## Exercise objective
The answer should contain all of the data, retyped without any alteration.

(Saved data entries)
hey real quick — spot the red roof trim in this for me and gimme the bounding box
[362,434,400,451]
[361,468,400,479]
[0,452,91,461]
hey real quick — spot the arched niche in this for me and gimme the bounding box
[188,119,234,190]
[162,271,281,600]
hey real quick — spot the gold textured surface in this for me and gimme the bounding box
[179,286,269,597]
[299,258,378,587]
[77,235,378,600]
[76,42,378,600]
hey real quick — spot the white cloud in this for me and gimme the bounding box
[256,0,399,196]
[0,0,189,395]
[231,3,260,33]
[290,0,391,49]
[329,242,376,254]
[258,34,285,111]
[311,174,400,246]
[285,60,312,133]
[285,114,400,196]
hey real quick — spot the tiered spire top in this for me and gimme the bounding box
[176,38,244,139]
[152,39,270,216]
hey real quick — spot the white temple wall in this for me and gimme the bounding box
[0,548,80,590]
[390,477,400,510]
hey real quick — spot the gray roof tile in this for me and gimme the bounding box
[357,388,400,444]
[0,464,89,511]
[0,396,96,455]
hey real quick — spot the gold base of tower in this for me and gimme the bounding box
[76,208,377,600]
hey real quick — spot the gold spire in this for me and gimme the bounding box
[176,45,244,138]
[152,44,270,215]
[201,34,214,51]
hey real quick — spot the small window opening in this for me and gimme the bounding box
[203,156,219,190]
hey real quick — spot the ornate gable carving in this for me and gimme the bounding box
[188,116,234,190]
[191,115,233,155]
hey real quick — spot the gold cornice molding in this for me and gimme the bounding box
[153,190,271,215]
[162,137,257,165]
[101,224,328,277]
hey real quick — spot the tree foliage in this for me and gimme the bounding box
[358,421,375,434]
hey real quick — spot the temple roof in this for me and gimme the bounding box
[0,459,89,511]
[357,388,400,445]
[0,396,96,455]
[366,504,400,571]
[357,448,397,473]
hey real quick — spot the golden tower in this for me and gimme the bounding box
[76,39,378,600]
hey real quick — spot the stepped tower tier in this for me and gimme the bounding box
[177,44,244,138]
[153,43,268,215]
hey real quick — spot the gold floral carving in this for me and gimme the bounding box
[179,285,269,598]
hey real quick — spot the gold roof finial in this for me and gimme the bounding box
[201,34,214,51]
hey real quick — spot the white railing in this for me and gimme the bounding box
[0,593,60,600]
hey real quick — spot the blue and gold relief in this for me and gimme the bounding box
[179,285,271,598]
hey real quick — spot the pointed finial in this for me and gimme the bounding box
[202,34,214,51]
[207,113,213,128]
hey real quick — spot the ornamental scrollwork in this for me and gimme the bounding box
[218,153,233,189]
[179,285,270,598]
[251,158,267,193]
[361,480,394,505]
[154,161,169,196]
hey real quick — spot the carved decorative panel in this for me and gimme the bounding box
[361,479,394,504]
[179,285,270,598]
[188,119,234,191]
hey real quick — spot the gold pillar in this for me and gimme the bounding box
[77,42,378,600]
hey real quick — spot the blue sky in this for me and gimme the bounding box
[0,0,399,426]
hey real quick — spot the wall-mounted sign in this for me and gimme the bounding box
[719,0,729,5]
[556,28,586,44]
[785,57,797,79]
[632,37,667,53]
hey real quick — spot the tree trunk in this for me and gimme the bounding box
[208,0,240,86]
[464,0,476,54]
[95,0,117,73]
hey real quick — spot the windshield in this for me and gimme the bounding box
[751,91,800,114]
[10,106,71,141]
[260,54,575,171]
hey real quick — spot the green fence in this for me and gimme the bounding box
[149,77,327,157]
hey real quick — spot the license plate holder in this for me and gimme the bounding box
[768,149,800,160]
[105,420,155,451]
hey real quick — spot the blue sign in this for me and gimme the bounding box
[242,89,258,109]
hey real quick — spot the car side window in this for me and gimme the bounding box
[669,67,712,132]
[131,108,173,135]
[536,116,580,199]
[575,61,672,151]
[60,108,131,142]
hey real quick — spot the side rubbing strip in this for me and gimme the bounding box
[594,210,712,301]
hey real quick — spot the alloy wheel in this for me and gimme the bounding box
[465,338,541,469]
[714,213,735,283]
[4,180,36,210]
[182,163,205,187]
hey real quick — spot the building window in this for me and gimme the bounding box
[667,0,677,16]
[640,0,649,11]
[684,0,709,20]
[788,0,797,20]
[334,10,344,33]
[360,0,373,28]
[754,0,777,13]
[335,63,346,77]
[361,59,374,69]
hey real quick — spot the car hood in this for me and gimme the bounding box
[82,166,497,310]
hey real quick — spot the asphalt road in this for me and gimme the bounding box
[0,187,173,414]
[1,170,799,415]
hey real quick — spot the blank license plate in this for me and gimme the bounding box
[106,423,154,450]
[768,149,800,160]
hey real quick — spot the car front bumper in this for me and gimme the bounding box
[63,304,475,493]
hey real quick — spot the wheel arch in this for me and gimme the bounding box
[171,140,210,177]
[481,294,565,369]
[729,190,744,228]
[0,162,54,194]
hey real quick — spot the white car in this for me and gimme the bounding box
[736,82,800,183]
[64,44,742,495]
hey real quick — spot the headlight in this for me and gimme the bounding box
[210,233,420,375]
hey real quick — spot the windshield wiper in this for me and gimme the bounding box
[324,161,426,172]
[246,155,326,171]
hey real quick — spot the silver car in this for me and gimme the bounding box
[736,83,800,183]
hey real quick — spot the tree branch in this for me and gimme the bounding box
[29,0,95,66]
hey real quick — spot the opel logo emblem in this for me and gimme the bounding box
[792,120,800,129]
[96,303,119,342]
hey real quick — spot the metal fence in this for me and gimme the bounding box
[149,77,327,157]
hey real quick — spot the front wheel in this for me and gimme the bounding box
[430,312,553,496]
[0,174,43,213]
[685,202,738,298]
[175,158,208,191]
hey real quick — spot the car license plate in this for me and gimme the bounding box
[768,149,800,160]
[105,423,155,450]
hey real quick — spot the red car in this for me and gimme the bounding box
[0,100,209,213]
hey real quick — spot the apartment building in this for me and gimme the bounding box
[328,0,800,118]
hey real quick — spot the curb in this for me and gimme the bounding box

## Reply to the task
hey real quick — spot the red roof trim in this for me and gimme the bounding box
[362,434,400,451]
[361,468,400,479]
[0,452,91,461]
hey real quick — spot the arched niche in this for me and gimme the bounding box
[188,119,234,190]
[162,271,281,600]
hey real quick — spot the gold textured surface in this for me and gimme the bounding box
[179,286,269,597]
[299,258,378,587]
[77,235,378,600]
[76,42,378,600]
hey real quick — spot the white cloud in this for me and gimme the bounding box
[256,0,399,196]
[0,0,189,395]
[231,3,260,33]
[290,0,391,49]
[329,242,376,254]
[258,34,285,111]
[311,174,400,246]
[285,60,312,133]
[285,114,400,196]
hey real quick — spot the tiered spire top in this for me and gimme the bounding box
[176,38,244,139]
[152,39,270,216]
hey real quick — spot the white temple wall in this for me and gimme the bounding box
[0,548,80,590]
[390,477,400,510]
hey real quick — spot the gray roof tile in this for me and gimme the bounding box
[357,388,400,444]
[0,464,89,511]
[0,396,96,455]
hey real quick — spot the gold base of tower in this for me and gimme the bounding box
[76,208,377,600]
hey real quick — spot the gold spire in this for me and gimme the bounding box
[176,45,244,138]
[152,44,270,215]
[201,34,214,51]
hey real quick — spot the small window opening in this for me and gimme the bounding box
[203,156,219,190]
hey real quick — spot the ornate gable carving in this for me and gimme the bounding box
[188,116,234,190]
[191,115,233,155]
hey real quick — spot the gold cornice molding in this for me and gimme the bounding box
[153,190,271,215]
[162,137,257,165]
[101,224,328,277]
hey real quick — spot the tree foliage in this for me and gimme the bounding box
[358,421,375,434]
hey real quick — spot the temple roof in this for me and gimme the bounding box
[0,459,89,511]
[357,388,400,445]
[0,396,96,455]
[366,504,400,571]
[357,448,397,473]
hey real quick — spot the golden tower in this for me and gimme the bounding box
[76,39,378,600]
hey real quick — spot the stepped tower tier in this for me and gimme the bounding box
[177,44,244,138]
[153,43,268,215]
hey real quick — spot the gold floral carving in this for me and gimme the bounding box
[179,285,269,598]
hey real quick — spot the gold roof finial in this for me and gimme the bounding box
[201,34,214,51]
hey real quick — spot the white railing in this for me and gimme the bounding box
[0,593,60,600]
hey real quick — spot the blue and gold relief in this for me and gimme the bounding box
[179,285,271,598]
hey real quick — spot the pointed finial in this for me and gimme the bounding box
[202,34,214,51]
[207,113,213,128]
hey real quick — spot the ornamental scrollwork in this for me and gimme the bounding box
[218,153,233,189]
[179,285,270,598]
[251,158,267,193]
[361,480,394,505]
[154,161,169,196]
hey real quick — spot the carved decorative panel in this for me and gimme the bounding box
[361,479,394,504]
[179,285,270,598]
[188,119,234,191]
hey real quick — spot the gold pillar in this for me and gimme the bounding box
[77,42,378,600]
hey real quick — spot the blue sky in this for me and gimme the bounding box
[0,0,399,426]
hey real quick — spot the wall-mounted sign in this for me and gimme the bounding box
[719,0,729,5]
[556,28,586,44]
[785,57,797,79]
[632,37,667,53]
hey real quick — spot the tree trunk in this for me and gimme the bounding box
[208,0,240,86]
[464,0,476,54]
[95,0,117,73]
hey real quick — spot the windshield in this for me and gimme the bounding box
[751,91,800,114]
[10,106,71,141]
[260,54,575,171]
hey real quick — spot the green fence in this for me and gimme the bounding box
[149,77,327,157]
hey real quick — spot the license plate holder in this for me and gimme the bounding box
[768,149,800,160]
[105,420,155,451]
hey real quick — spot the blue sign in this for me and gimme the bounding box
[242,89,258,109]
hey real quick — spot the car side window in this for me and gimme the bounding box
[669,67,712,132]
[131,108,173,135]
[536,116,580,199]
[575,61,672,151]
[60,108,131,142]
hey real quick — spot the side rubbing strip in this for me and gimme the bounding box
[594,210,712,301]
hey real quick — spot the alloy wheel in this for me and gimme the bounding box
[465,338,541,469]
[714,213,735,283]
[4,180,36,210]
[182,163,205,187]
hey real quick — spot the building window in this for me and gimme the bounding box
[667,0,677,16]
[640,0,649,11]
[684,0,709,20]
[788,0,797,20]
[334,10,344,33]
[360,0,373,28]
[754,0,777,13]
[335,63,346,77]
[361,59,374,69]
hey real quick — spot the car hood in this for me and gimme the bounding box
[82,166,497,310]
hey real quick — spot the asphalt road in this for me and gimme the bounding box
[0,187,173,414]
[1,170,799,415]
hey real quick — spot the blank license plate in this for me and gimme the bounding box
[106,423,154,450]
[768,149,800,160]
hey real quick — spot the car front bumper in this for me and gimme the bounding box
[63,304,475,493]
hey real quick — spot the wheel arch in this for me and gimme the bounding box
[171,140,210,177]
[481,294,565,369]
[729,190,744,228]
[0,162,54,194]
hey real quick — spot the white car in this for me and gimme the bounding box
[736,82,800,183]
[64,44,742,495]
hey real quick — spot the headlight in this for me and gimme the bounding box
[210,233,420,375]
hey real quick — spot the windshield wiper in this for me and gimme the bounding box
[324,161,426,172]
[246,155,326,171]
hey real quick — spot the silver car in this for me and gimme the bounding box
[736,83,800,183]
hey real quick — spot the tree branch in this for me and gimme the bounding box
[29,0,95,66]
hey real quick — spot the opel logo emblem in this for me and gimme the bounding box
[792,120,800,129]
[96,303,119,342]
hey real quick — spot the metal fence in this for me and gimme the bounding box
[149,77,327,157]
hey real quick — spot the front wheel in this for me and gimme the bounding box
[430,312,553,496]
[0,174,43,213]
[685,202,738,298]
[175,158,208,191]
hey real quick — spot the car license plate in this for me and gimme the bounding box
[768,149,800,160]
[105,423,155,450]
hey real quick — spot the red car in this for me and gimme the bounding box
[0,100,209,213]
hey real quick — spot the apartment building in this for me and gimme the bounding box
[328,0,800,118]
hey real quick — spot the curb in this for me and gimme the bounding box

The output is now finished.